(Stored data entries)
======
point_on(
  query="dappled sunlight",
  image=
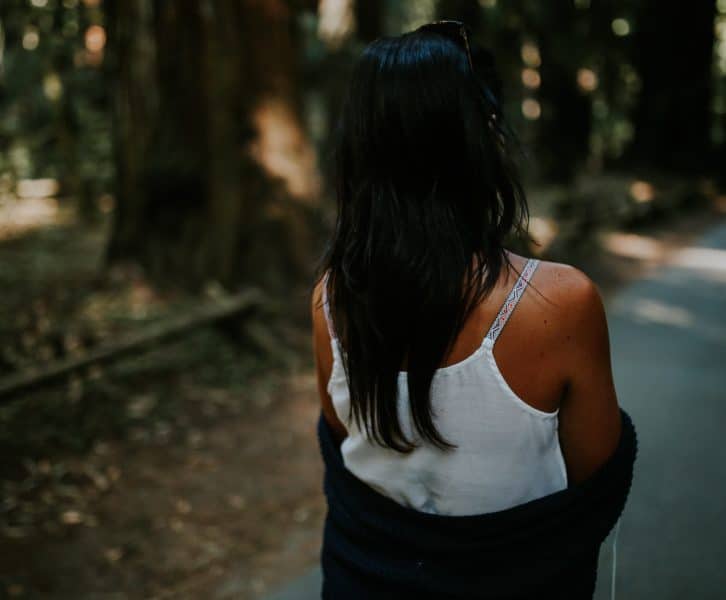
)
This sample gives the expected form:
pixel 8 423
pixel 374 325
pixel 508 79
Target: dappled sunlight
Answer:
pixel 642 191
pixel 711 261
pixel 655 311
pixel 544 231
pixel 18 217
pixel 336 22
pixel 631 245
======
> [The problem]: Repeat the records verbatim, excluding pictures.

> [Exercise response]:
point_on(
  query="dappled sunlight",
  image=
)
This sample gives the expected form:
pixel 8 423
pixel 374 325
pixel 508 79
Target: dappled sunlight
Answer:
pixel 642 191
pixel 711 261
pixel 655 311
pixel 544 231
pixel 18 217
pixel 336 22
pixel 631 245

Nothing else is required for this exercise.